*** TEXT PROVIDED ***

This function get the base name of the file from full path

Parameters:filePATH – Path to file.
pyseqrna.pyseqrna_utils.get_cpu()

This function get actual CPU count of the system

Returns:Integer
Return type:int with 80 % of CPU count
pyseqrna.pyseqrna_utils.get_directory(filePATH)

This function retrun directory of a file

Parameters:filePATH – Path to file.
pyseqrna.pyseqrna_utils.get_file_extension(filePATH)

This function return the extension of file

Parameters:filePATH – Path to file.
pyseqrna.pyseqrna_utils.get_parent(filePATH)

This function return the file name without extension

Parameters:filePATH – Path to file.
pyseqrna.pyseqrna_utils.make_directory(dir)

This function create a directory

Parameters:dir – Directory name.
Returns:Name of created directory.
pyseqrna.pyseqrna_utils.parse_config_file(infile)

This function parse the config file for all the programs used in pySeqRNA

Param:configFile: <program>.ini config file containing arguments.
Retrun:Program specific arguments
Return type:a dictionary
pyseqrna.pyseqrna_utils.parse_gff(file)

This function parse a gene feature file in a dataframe for gene IDs

Parameters:file – A gene feature file.
pyseqrna.pyseqrna_utils.read_input_file(infile, inpath, paired=False)

This function reads input sample file and convert into a dictionary. It also make all possible combination for DEG analysis. Target dataframe for differential analysis.

Parameters:
  • inputFile – input sample file containing the infromation about project
  • inputPath – Path for input fastq files
  • pairedEND – Check if reads are paired end]. Defaults to False
Returns:

samples, combinations and targets for differential expression

Return type:

A dictionary

pyseqrna.pyseqrna_utils.replace_cpu(args, args2)

This function replace the actual CPU in config file.

Returns:Change CPU count to 80% of available CPU

pyseqrna.version module

Title:This is version of pySeqRNA
Created:September 15, 2021
Author:naveen duhan

pyseqrna.pyseqrna_plots module

Title:This module function generate visualization

:Created : November 2, 2021

:Author : Naveen Duhan

pyseqrna.pyseqrna_plots.plotHeatmap(degDF=None, combinations=None, num=50, figdim=(12, 10), extraColumns=False, type='counts')

*** End of TEXT PROVIDED ***
*** EXTRACTED RECORDS ***

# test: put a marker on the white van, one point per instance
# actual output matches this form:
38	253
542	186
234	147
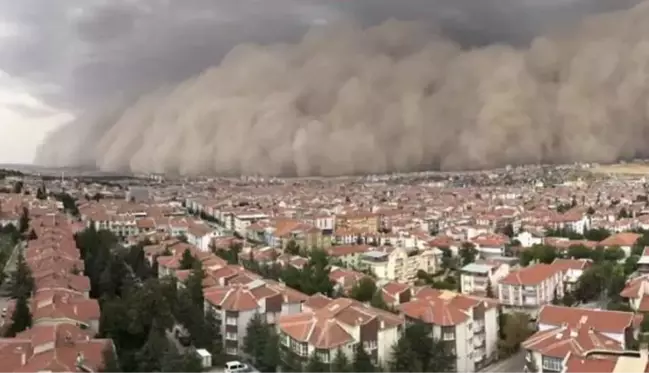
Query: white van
236	367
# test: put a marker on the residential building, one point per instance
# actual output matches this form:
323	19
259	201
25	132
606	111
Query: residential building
237	303
623	240
467	325
399	264
565	331
531	287
572	270
328	326
476	277
603	361
643	262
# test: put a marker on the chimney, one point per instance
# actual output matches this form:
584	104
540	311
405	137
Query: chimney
644	352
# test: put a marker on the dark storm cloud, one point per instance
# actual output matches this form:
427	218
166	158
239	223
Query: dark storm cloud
345	99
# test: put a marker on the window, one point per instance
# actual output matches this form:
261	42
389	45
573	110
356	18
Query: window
369	345
552	363
323	355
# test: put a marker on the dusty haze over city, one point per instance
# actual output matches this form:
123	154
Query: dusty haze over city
328	87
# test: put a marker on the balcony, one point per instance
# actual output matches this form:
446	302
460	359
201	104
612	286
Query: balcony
478	342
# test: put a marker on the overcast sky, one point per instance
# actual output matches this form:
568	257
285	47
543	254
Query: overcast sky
61	57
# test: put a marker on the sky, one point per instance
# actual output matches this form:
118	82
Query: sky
61	58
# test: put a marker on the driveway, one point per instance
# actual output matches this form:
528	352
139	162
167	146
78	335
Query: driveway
513	364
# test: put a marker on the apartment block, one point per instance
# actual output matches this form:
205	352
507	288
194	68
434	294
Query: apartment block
467	325
529	288
476	277
236	304
565	331
399	264
327	326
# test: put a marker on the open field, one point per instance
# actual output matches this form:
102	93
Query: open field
622	169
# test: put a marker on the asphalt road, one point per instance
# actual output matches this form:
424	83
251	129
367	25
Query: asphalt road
513	364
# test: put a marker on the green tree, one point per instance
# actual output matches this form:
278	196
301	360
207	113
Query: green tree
194	285
41	192
555	298
187	260
21	318
22	280
270	359
489	290
363	290
362	362
404	359
597	234
23	222
315	365
156	346
254	343
614	254
377	301
18	187
579	252
292	248
468	253
516	329
174	362
109	360
340	363
568	299
630	265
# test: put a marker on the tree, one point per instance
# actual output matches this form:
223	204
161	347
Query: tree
315	365
21	318
377	301
23	222
340	363
362	362
516	329
254	343
568	299
404	359
174	362
579	252
187	260
555	297
468	253
597	234
489	290
110	362
363	290
211	337
270	359
614	254
194	286
630	265
292	248
18	187
22	280
41	192
157	345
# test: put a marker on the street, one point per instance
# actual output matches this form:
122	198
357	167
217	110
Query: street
513	364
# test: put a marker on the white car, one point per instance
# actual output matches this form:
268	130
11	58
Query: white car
236	367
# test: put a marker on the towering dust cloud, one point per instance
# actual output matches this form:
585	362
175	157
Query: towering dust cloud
394	97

*** End of EXTRACTED RECORDS ***

• **EXERCISE 1**: Please retype the pySeqRNA documentation, everything from "This function return the file" down to "Parameters:dir – Directory name.".
• **EXERCISE 2**: Continue the pySeqRNA documentation from the point where it stops.

• **ANSWER 1**:
This function return the file name without extension

Parameters:filePATH – Path to file.
pyseqrna.pyseqrna_utils.make_directory(dir)

This function create a directory

Parameters:dir – Directory name.

• **ANSWER 2**:
This function plots a heatmap based on FOLD change or counts.

Parameters:
  • degDF – All gene expression file or Counts file.
  • combinations – All sample combinations.
  • num – Total number of genes to plot. Default is 50 (25 up and 25 down)
  • figdim – Figure dimensions.
  • type – Heatmap to create on counts/degs.
pyseqrna.pyseqrna_plots.plotMA(degDF=None, countDF=None, comp=None, FOLD=2, FDR=0.05, color=('red', 'grey', 'green'), dim=(8, 5), dotsize=8, markerType='o', alpha=0.5)

This function plots a MA plot.

Parameters:
  • degDF – All gene expression file.
  • comp – Sample comparison.
  • FOLD – FOLD change. Defaults to 2.
  • FDR – FDR value. Defaults to 0.05.
  • color – Colors to be used in plot. Defaults to (‘red’,’grey’,’green’).
  • dim – Dimensions of the plot. Defaults to (8,5).
  • dotsize – Dotsize on plot. Defaults to 8.
  • markeType – Shape to use. Defaults to ‘o’.
  • alpha – Transparency of plot. Defaults to 0.5.
pyseqrna.pyseqrna_plots.plotVenn(DEGFile=None, FOLD=2, comparisons=None, degLabel='', fontsize=14, figsize=(12, 12), dpi=300)

This function plots a Venn diagram for filtered degs in samples.

Parameters:
  • DEGFile – Filtered deg excel file containg samples sheet-wise.
  • FOLD – FOLD change. Defaults to 2.
  • comparisons – Comparison list. Defaults to None.
  • degLabel – How to put labes either total/ up-down. Defaults to “” i.e. up-down.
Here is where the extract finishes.